Copy the entries below, changing "Marked at" to "Located at" wherever it occurs and keeping everything else the same.

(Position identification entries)
________________________
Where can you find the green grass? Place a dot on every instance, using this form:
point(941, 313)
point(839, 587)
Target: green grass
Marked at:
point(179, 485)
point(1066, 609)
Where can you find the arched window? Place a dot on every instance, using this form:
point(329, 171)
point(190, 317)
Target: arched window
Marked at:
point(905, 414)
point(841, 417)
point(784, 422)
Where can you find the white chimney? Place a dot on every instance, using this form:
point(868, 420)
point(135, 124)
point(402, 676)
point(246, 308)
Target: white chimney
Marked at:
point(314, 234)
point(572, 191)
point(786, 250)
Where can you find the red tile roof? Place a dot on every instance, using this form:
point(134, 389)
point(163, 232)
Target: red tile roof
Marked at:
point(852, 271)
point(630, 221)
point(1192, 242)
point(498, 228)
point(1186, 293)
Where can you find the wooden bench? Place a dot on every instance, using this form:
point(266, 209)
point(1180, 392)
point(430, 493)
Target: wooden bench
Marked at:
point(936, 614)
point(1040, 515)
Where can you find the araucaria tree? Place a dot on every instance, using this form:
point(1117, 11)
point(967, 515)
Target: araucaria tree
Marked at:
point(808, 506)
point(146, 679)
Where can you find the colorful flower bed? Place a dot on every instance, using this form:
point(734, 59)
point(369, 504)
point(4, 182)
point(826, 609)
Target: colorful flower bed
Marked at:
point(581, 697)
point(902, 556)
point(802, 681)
________________________
Reply ->
Where can you find the green grass? Place a dot on every instance, using this form:
point(941, 313)
point(839, 587)
Target: green grass
Located at:
point(179, 485)
point(1066, 609)
Where can you find the arched window? Place a dot on every instance, using this form:
point(329, 171)
point(190, 317)
Target: arched window
Located at:
point(905, 414)
point(841, 417)
point(784, 422)
Where can you find the white chimney? Place a dot on every instance, using this form:
point(868, 420)
point(135, 124)
point(402, 676)
point(246, 308)
Target: white chimney
Located at:
point(314, 234)
point(572, 191)
point(786, 250)
Where can you find the red tile roof? Place a dot on every instance, using this form:
point(134, 389)
point(163, 232)
Target: red tile roof
Located at:
point(852, 271)
point(630, 221)
point(1192, 242)
point(498, 228)
point(1186, 293)
Where can you find the wooden bench? Place a dot on every instance, using this form:
point(266, 209)
point(1180, 392)
point(430, 493)
Target: wooden bench
Located at:
point(936, 614)
point(1040, 515)
Where can you find the araucaria tree? Place a dot on every instance, using this form:
point(1117, 11)
point(967, 515)
Target: araucaria tree
Located at:
point(808, 506)
point(146, 679)
Where can you find the colorful flower bed? Place a dot on every instance, using this form:
point(734, 59)
point(369, 504)
point(4, 182)
point(826, 609)
Target: colorful flower bed
Located at:
point(581, 697)
point(902, 556)
point(802, 681)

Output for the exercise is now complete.